I find that the trick with shaping data is knowing when to stop. While its convenient to slice and aggregate via SQL, at some point you’ll try to predict all the permutations of how the data is analysed. It needs to be shaped just enough to be understandable by other users (potentially non-technical), and in small enough volumes to enable efficient further shaping in more approachable tools such as business intelligence software. This is where Google Datastudio comes in as a reports creator and viewer.

Complex shaping such as the actor interaction example from above keep workloads light in the reporting view, while producing useful views on semi-raw data.

Tenure

By adding metadata such as “is supported module” to each event without grouping on this dimension in SQL, the reporting view can filter this on the fly based on interactive user selections in permutations that are hard to predict or prescribe.

Repo highscores

Google Datastudio is one of many tools that can be used for this purpose, but it obviously works really well with Google BigQuery. The schema of any tables and views is exposed automatically, with sensible defaults on dimensions and metrics. This is most of the setup required to drive the filterable table shown above.

Authoring

By combining some inline commentary with auto-updated and interactive data, these reports become powerful tools to tell an overarching story, but also for this story to evolve over time. Community members will look at this through a different lens than their sponsors (often the agencies they work for). Newcomers will dig for different insights than old hats.

Image point annotation entries -
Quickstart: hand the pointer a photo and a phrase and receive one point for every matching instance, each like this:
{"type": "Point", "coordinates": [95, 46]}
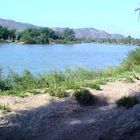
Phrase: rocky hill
{"type": "Point", "coordinates": [80, 33]}
{"type": "Point", "coordinates": [11, 24]}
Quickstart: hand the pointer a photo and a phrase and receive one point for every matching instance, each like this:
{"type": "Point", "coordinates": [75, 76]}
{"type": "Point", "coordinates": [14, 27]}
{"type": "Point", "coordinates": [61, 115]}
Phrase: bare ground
{"type": "Point", "coordinates": [42, 117]}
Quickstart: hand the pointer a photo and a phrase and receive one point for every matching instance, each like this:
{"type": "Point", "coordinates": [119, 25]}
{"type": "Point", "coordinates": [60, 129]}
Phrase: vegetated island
{"type": "Point", "coordinates": [46, 35]}
{"type": "Point", "coordinates": [97, 105]}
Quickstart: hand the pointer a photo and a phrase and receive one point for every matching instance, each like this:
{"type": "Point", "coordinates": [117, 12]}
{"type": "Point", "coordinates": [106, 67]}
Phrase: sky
{"type": "Point", "coordinates": [113, 16]}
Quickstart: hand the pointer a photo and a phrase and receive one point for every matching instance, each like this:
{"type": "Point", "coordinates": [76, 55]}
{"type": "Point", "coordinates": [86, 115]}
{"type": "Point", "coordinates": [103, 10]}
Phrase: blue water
{"type": "Point", "coordinates": [42, 58]}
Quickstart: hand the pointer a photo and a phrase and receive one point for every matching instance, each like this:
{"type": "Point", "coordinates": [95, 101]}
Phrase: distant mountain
{"type": "Point", "coordinates": [79, 33]}
{"type": "Point", "coordinates": [11, 24]}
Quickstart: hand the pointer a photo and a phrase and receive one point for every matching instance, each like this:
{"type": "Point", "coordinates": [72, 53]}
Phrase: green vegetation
{"type": "Point", "coordinates": [57, 83]}
{"type": "Point", "coordinates": [5, 108]}
{"type": "Point", "coordinates": [127, 102]}
{"type": "Point", "coordinates": [6, 34]}
{"type": "Point", "coordinates": [84, 97]}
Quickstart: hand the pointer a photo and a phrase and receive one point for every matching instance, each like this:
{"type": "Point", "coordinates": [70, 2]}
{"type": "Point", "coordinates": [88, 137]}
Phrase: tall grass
{"type": "Point", "coordinates": [58, 82]}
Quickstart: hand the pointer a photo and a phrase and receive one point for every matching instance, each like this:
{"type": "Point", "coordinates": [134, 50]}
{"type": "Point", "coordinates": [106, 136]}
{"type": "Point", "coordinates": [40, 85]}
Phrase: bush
{"type": "Point", "coordinates": [134, 57]}
{"type": "Point", "coordinates": [84, 97]}
{"type": "Point", "coordinates": [56, 90]}
{"type": "Point", "coordinates": [5, 108]}
{"type": "Point", "coordinates": [127, 102]}
{"type": "Point", "coordinates": [93, 85]}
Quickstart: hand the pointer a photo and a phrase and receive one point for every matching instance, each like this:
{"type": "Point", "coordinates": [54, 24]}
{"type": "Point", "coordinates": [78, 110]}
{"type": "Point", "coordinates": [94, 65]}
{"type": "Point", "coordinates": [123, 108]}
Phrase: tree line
{"type": "Point", "coordinates": [47, 35]}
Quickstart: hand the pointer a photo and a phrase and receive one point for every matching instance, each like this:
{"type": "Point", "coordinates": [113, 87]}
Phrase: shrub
{"type": "Point", "coordinates": [129, 79]}
{"type": "Point", "coordinates": [93, 85]}
{"type": "Point", "coordinates": [127, 102]}
{"type": "Point", "coordinates": [134, 57]}
{"type": "Point", "coordinates": [55, 90]}
{"type": "Point", "coordinates": [5, 108]}
{"type": "Point", "coordinates": [84, 97]}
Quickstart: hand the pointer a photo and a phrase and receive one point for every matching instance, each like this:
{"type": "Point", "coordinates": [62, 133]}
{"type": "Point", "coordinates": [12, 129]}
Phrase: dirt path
{"type": "Point", "coordinates": [42, 117]}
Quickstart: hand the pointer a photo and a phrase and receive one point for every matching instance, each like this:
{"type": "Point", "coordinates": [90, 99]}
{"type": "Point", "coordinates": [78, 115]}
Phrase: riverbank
{"type": "Point", "coordinates": [46, 107]}
{"type": "Point", "coordinates": [42, 116]}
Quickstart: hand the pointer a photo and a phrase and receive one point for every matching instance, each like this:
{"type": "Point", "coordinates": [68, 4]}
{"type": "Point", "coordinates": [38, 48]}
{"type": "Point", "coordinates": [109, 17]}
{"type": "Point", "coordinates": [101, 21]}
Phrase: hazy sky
{"type": "Point", "coordinates": [114, 16]}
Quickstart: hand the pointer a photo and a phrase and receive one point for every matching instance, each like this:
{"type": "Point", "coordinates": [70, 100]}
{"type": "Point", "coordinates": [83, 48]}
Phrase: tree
{"type": "Point", "coordinates": [68, 34]}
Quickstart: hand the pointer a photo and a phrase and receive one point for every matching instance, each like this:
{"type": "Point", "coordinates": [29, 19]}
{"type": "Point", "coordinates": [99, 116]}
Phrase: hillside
{"type": "Point", "coordinates": [80, 32]}
{"type": "Point", "coordinates": [11, 24]}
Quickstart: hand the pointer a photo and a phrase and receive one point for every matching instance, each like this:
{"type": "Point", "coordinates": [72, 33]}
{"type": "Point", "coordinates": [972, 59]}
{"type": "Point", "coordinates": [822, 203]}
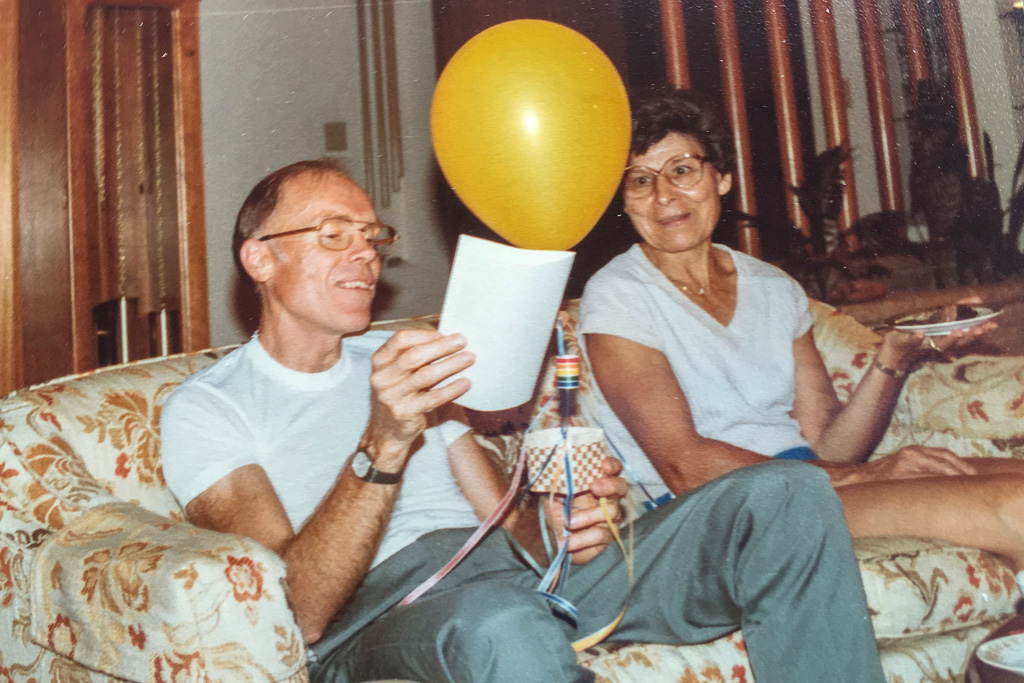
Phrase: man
{"type": "Point", "coordinates": [323, 441]}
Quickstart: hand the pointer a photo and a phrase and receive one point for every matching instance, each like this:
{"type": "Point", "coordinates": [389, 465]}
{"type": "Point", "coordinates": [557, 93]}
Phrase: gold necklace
{"type": "Point", "coordinates": [699, 291]}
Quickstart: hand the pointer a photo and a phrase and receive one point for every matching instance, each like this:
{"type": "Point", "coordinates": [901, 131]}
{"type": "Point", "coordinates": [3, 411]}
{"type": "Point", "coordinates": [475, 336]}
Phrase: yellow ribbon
{"type": "Point", "coordinates": [601, 634]}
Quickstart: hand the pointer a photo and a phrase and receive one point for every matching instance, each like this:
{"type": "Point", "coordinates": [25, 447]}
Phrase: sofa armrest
{"type": "Point", "coordinates": [135, 595]}
{"type": "Point", "coordinates": [972, 406]}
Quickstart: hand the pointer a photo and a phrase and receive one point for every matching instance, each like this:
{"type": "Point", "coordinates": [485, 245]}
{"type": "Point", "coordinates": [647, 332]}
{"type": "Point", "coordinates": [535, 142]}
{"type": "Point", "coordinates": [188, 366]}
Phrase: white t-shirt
{"type": "Point", "coordinates": [738, 379]}
{"type": "Point", "coordinates": [301, 428]}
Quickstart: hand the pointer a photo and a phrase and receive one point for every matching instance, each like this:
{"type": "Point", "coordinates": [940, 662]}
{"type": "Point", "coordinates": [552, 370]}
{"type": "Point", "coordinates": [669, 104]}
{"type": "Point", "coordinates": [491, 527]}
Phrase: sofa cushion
{"type": "Point", "coordinates": [142, 597]}
{"type": "Point", "coordinates": [916, 587]}
{"type": "Point", "coordinates": [100, 427]}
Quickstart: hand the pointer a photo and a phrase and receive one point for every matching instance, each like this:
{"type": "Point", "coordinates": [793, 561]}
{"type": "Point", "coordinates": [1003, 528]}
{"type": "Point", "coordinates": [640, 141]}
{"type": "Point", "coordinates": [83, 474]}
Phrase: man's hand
{"type": "Point", "coordinates": [403, 383]}
{"type": "Point", "coordinates": [916, 461]}
{"type": "Point", "coordinates": [589, 530]}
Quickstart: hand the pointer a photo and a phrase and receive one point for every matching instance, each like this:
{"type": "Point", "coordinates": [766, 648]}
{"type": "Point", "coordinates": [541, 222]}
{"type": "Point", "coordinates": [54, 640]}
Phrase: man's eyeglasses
{"type": "Point", "coordinates": [338, 233]}
{"type": "Point", "coordinates": [684, 172]}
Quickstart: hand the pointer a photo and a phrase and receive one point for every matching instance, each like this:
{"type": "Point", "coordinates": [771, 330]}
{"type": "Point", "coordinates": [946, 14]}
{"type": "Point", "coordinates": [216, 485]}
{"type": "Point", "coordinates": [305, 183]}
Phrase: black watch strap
{"type": "Point", "coordinates": [364, 468]}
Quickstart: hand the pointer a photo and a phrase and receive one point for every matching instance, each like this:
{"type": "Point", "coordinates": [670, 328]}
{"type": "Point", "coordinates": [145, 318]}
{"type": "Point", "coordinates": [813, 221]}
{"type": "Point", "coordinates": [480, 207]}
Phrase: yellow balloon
{"type": "Point", "coordinates": [530, 126]}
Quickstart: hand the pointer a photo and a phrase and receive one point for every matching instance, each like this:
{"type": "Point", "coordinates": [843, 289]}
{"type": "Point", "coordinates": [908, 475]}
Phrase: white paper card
{"type": "Point", "coordinates": [504, 300]}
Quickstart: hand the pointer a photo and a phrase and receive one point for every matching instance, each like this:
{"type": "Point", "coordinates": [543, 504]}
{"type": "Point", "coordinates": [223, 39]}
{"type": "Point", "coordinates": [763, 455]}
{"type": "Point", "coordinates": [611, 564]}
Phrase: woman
{"type": "Point", "coordinates": [706, 360]}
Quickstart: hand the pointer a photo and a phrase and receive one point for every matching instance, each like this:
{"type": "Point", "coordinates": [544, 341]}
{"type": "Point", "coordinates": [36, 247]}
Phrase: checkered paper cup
{"type": "Point", "coordinates": [587, 451]}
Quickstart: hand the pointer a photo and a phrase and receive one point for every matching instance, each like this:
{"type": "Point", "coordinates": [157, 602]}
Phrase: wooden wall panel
{"type": "Point", "coordinates": [45, 257]}
{"type": "Point", "coordinates": [10, 300]}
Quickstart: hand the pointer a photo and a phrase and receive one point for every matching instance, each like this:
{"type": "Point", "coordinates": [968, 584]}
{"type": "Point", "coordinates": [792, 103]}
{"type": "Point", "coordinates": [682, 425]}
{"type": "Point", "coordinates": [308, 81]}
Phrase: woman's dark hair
{"type": "Point", "coordinates": [664, 111]}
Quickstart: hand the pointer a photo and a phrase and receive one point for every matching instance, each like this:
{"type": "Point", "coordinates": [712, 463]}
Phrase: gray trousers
{"type": "Point", "coordinates": [765, 549]}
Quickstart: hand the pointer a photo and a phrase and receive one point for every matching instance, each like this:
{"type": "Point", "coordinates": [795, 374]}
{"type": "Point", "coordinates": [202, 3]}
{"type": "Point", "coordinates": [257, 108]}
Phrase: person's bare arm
{"type": "Point", "coordinates": [329, 557]}
{"type": "Point", "coordinates": [844, 436]}
{"type": "Point", "coordinates": [640, 387]}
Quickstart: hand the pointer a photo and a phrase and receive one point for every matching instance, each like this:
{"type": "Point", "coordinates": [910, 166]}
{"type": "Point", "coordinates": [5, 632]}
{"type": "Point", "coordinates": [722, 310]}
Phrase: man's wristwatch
{"type": "Point", "coordinates": [364, 468]}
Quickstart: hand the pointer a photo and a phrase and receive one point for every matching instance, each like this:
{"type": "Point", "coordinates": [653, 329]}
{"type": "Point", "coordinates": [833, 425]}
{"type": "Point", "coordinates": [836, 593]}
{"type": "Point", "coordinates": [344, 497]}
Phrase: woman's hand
{"type": "Point", "coordinates": [915, 461]}
{"type": "Point", "coordinates": [901, 348]}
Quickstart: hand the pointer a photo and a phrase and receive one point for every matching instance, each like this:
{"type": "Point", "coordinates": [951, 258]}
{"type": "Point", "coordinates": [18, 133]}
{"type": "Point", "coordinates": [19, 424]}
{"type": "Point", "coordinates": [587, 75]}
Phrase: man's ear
{"type": "Point", "coordinates": [257, 260]}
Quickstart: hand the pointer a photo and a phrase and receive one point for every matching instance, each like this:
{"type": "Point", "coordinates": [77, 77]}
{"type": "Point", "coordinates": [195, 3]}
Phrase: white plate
{"type": "Point", "coordinates": [940, 329]}
{"type": "Point", "coordinates": [1006, 652]}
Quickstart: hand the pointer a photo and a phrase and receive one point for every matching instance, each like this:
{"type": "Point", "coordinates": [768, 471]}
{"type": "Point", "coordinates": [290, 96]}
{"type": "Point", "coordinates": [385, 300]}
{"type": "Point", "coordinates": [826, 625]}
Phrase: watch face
{"type": "Point", "coordinates": [360, 464]}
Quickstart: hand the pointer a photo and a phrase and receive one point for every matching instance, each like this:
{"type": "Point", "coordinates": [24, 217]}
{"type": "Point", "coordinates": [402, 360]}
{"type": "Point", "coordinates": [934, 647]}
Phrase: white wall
{"type": "Point", "coordinates": [272, 74]}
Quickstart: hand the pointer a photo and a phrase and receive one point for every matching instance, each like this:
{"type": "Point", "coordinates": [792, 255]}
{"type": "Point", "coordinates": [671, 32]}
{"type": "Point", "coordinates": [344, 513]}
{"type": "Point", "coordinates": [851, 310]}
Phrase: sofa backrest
{"type": "Point", "coordinates": [71, 442]}
{"type": "Point", "coordinates": [77, 440]}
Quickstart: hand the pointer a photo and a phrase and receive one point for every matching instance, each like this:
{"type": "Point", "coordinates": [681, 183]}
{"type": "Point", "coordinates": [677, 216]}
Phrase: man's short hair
{"type": "Point", "coordinates": [263, 198]}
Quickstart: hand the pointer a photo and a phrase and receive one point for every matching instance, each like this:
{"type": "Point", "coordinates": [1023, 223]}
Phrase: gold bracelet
{"type": "Point", "coordinates": [894, 373]}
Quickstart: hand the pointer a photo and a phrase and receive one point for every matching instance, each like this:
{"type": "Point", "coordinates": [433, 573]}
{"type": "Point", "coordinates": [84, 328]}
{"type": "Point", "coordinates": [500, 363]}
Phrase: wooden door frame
{"type": "Point", "coordinates": [188, 162]}
{"type": "Point", "coordinates": [10, 295]}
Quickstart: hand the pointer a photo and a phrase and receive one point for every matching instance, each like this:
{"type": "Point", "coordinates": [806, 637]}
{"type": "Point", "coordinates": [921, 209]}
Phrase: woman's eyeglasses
{"type": "Point", "coordinates": [684, 172]}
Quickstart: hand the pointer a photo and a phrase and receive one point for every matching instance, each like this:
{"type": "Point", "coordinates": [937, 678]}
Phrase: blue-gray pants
{"type": "Point", "coordinates": [765, 548]}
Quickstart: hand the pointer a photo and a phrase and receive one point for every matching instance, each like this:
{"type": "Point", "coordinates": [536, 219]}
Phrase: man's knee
{"type": "Point", "coordinates": [483, 616]}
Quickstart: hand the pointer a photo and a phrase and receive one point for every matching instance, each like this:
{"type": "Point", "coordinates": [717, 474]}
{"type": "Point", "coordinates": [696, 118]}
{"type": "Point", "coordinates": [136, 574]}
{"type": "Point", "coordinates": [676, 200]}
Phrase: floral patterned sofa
{"type": "Point", "coordinates": [101, 579]}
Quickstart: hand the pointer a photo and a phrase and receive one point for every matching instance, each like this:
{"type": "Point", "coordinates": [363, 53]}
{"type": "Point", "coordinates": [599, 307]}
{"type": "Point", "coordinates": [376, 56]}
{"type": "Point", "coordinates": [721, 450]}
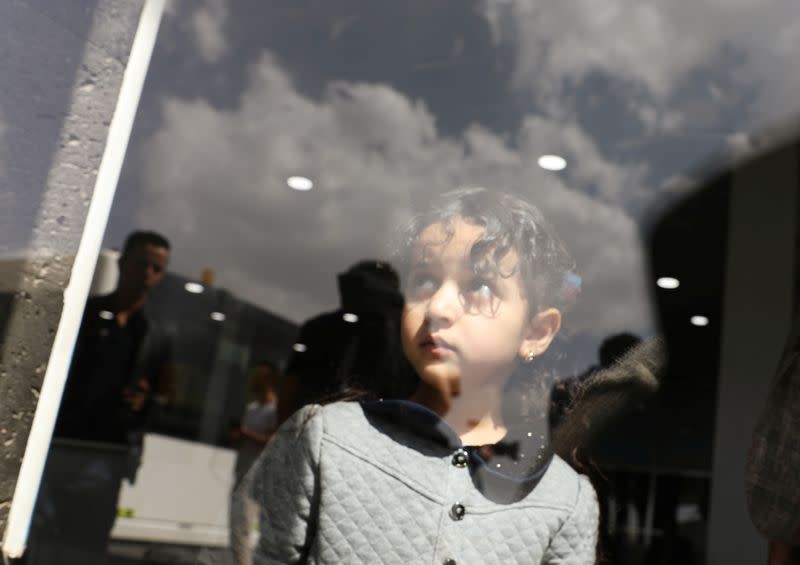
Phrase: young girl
{"type": "Point", "coordinates": [460, 472]}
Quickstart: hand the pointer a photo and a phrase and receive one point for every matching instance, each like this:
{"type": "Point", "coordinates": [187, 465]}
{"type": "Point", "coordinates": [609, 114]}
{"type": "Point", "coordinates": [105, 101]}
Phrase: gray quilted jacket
{"type": "Point", "coordinates": [344, 483]}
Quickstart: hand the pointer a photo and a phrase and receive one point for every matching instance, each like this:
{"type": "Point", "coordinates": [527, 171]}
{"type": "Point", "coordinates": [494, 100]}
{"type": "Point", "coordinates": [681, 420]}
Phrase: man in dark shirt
{"type": "Point", "coordinates": [120, 359]}
{"type": "Point", "coordinates": [119, 355]}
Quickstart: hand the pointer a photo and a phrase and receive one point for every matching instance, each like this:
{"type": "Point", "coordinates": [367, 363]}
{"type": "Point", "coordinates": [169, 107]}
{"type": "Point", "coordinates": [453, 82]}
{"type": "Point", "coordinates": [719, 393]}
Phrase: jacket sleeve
{"type": "Point", "coordinates": [284, 483]}
{"type": "Point", "coordinates": [575, 543]}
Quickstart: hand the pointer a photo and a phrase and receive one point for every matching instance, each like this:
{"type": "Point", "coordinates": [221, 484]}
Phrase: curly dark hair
{"type": "Point", "coordinates": [546, 267]}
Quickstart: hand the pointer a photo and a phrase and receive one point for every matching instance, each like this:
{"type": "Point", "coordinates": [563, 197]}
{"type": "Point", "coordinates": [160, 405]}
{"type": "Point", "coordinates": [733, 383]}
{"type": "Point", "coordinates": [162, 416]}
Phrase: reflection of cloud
{"type": "Point", "coordinates": [207, 23]}
{"type": "Point", "coordinates": [653, 49]}
{"type": "Point", "coordinates": [206, 20]}
{"type": "Point", "coordinates": [216, 184]}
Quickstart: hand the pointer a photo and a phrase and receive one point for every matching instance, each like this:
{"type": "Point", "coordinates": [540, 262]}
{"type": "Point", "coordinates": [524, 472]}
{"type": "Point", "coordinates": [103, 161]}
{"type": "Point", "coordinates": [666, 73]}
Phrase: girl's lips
{"type": "Point", "coordinates": [437, 345]}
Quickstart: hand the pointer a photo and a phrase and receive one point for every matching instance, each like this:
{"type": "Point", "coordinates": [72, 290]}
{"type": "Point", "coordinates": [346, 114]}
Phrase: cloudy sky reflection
{"type": "Point", "coordinates": [383, 104]}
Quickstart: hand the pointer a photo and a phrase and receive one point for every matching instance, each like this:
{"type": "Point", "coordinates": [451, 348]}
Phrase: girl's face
{"type": "Point", "coordinates": [460, 329]}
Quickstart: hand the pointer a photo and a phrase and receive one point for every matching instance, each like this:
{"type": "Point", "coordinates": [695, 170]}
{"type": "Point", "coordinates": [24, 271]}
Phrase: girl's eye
{"type": "Point", "coordinates": [421, 283]}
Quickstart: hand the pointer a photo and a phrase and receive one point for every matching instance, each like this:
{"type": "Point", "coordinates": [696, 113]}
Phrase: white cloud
{"type": "Point", "coordinates": [215, 182]}
{"type": "Point", "coordinates": [653, 49]}
{"type": "Point", "coordinates": [206, 20]}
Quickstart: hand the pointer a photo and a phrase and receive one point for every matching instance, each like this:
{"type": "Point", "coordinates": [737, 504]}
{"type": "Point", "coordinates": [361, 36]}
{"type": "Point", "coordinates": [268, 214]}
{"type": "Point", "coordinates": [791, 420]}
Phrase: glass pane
{"type": "Point", "coordinates": [489, 265]}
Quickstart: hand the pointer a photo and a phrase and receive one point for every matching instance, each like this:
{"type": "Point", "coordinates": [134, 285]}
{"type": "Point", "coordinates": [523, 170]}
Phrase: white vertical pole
{"type": "Point", "coordinates": [75, 294]}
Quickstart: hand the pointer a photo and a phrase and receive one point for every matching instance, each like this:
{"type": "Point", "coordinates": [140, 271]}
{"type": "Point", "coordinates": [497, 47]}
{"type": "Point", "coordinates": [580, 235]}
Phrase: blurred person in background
{"type": "Point", "coordinates": [259, 422]}
{"type": "Point", "coordinates": [120, 360]}
{"type": "Point", "coordinates": [773, 469]}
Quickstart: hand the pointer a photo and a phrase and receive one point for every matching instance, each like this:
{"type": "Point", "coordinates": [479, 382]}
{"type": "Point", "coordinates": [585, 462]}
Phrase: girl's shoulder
{"type": "Point", "coordinates": [562, 486]}
{"type": "Point", "coordinates": [337, 418]}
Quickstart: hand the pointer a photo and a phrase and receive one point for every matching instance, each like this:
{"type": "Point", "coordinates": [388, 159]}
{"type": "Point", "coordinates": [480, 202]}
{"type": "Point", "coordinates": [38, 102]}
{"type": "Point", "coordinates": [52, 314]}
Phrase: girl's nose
{"type": "Point", "coordinates": [445, 305]}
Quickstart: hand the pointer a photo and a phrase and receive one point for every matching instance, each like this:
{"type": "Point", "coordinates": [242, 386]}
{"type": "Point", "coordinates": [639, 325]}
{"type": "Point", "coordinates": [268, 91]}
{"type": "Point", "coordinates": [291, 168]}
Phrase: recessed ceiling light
{"type": "Point", "coordinates": [194, 288]}
{"type": "Point", "coordinates": [668, 283]}
{"type": "Point", "coordinates": [552, 162]}
{"type": "Point", "coordinates": [300, 183]}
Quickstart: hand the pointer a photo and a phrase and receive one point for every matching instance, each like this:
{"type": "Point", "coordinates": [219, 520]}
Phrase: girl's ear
{"type": "Point", "coordinates": [540, 332]}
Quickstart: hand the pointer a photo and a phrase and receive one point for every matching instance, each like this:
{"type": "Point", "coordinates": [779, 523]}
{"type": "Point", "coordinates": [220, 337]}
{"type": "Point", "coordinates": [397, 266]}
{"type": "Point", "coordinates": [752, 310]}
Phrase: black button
{"type": "Point", "coordinates": [457, 511]}
{"type": "Point", "coordinates": [460, 458]}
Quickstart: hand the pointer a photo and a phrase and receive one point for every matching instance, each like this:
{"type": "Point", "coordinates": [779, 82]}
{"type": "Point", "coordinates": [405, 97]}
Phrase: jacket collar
{"type": "Point", "coordinates": [504, 472]}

WRITTEN EXERCISE - Can you set down the passage on shaping data for reporting word for word, beginning at "Complex shaping such" and stopping after "predict or prescribe."?

TASK SOLUTION -
Complex shaping such as the actor interaction example from above keep workloads light in the reporting view, while producing useful views on semi-raw data.

Tenure

By adding metadata such as “is supported module” to each event without grouping on this dimension in SQL, the reporting view can filter this on the fly based on interactive user selections in permutations that are hard to predict or prescribe.